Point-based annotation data
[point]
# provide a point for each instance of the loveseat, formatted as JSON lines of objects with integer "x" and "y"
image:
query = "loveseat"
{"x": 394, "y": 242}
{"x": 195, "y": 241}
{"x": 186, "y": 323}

TASK DETAILS
Rewrite the material above, swapping every "loveseat" for "couch" and leaving everything else unchanged.

SOLUTION TO THIS TASK
[point]
# provide a point for each instance of the couch, formatted as JSON lines of objects with integer "x" and "y"
image:
query = "couch"
{"x": 394, "y": 242}
{"x": 195, "y": 241}
{"x": 186, "y": 323}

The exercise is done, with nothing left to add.